- _Given text_:
◆ ◆ ◆

Nearly three months after the Animal Sheltering account went to press, the AVMA web page still lists the 1993 edition as current, and makes no reference to the 2000 update. And the faults Pullen noted in the draft report she saw remain troubling.
Retreating from the 1993 AVMA standards to positions traditionally favored by the fur and livestock industries, the draft
Report of the Panel on Euthanasia would allegedly have permitted shooting dogs and cats to death as a matter of animal control routine, not just in emergencies; would have eased restrictions on the use of carbon monoxide and carbon dioxide gas chambers; would have conditionally allowed the electrocution of cats and dogs as well as foxes, mink, sheep, and swine; called manual suffocation by such means as standing on a trapped coyote’s chest “apparently
painless”; and accepted the use of body-crushing traps as an allegedly humane method of killing small mammals.
The draft Report of the Panel on Euthanasia was prepared at a time when pentaphenobarbital, the lethal injection drug of choice in U.S. animal shelters, had been in short supply for six months. The scarcity resulted from a shutdown of the only U.S. factory that makes the drug, for antipollution repairs ordered by the federal Environmental Protection Agency. Because of the shortage, some shelter directors agitated for permission to return to some of the killing methods of the
past–especially gassing, still used by many high-intake shelters because it allows staff to kill more animals, faster, with less personal involvement. The Animal Humane Society of Hennepin Valley, for instance, serving the Minneapolis-St. Paul area, annually gases 10,000 to 12,000 dogs and cats.
The 1993 Report of the Panel on Euthanasia approved of gassing under stringent conditions which are often not met. In Louisiana, for instance, the League In Support of Animals recently found that Vermillion Parish was killing animals
with water-cooled fumes from an automobile engine, a method deemed unacceptable for decades. The Vermillion Parish Police Jury in early December agreed to begin using a gas chamber that meets the 1993 AVMA standards. Even in the South, where shelter norms tend to lag, most shelters have quit gassing.

◆ ◆ ◆

- _Listed entries_:
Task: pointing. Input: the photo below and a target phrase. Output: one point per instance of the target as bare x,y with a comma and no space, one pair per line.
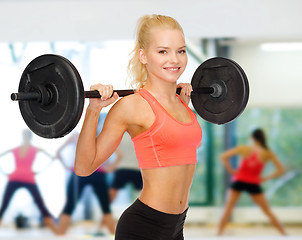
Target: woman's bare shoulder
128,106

◆ ◆ ◆

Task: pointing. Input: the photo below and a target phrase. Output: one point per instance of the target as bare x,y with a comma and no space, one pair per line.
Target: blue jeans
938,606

◆ ◆ ◆

- _Exercise 1_: Return the passage about the AVMA euthanasia standards verbatim from "Retreating from the" up to and including "killing small mammals.".
- _Exercise 2_: Write the next part of the passage about the AVMA euthanasia standards, starting after its final sentence.
The records above come from a separate source and are unrelated to the passage about the AVMA euthanasia standards.

- _Exercise output 1_:
Retreating from the 1993 AVMA standards to positions traditionally favored by the fur and livestock industries, the draft
Report of the Panel on Euthanasia would allegedly have permitted shooting dogs and cats to death as a matter of animal control routine, not just in emergencies; would have eased restrictions on the use of carbon monoxide and carbon dioxide gas chambers; would have conditionally allowed the electrocution of cats and dogs as well as foxes, mink, sheep, and swine; called manual suffocation by such means as standing on a trapped coyote’s chest “apparently
painless”; and accepted the use of body-crushing traps as an allegedly humane method of killing small mammals.

- _Exercise output 2_:
Jim Larmer, former animal control director in Augusta, Georgia, used a gas chamber until September 1998, when TV footage of asphixiating dogs caused former mayor Larry Sconyers to order an immediate end to gassing. Larmer continued to defend gassing, and after repeated clashes with Sconyers and his successor Bob Young over a variety of issues, finished his time to retirement on a forced long vacation.
Gassing went on at the Humane Educa-tional Society of Chattanooga until March 28, 2000, when shelter worker Vernon Dove Jr., 39, accidentally gassed himself. The gas chamber was then dismantled and the Humane Educational Society was fined $22,800 by the Tennessee Occupational Safety and Health Administration.
But many animal control shelters still use killing methods from the 19th century–with impunity. Animal control staff in
Rogers, Arkansas, for instance, on January 4 escaped charges for drowning cats in a 55-gallon drum between June 1996 and August 1998, when Washington County deputy prosecutor Matt Durrett ruled that they did not intend cruelty. The drownings were reportedly instigated by Rogers code enforcement chief Matt Matthews.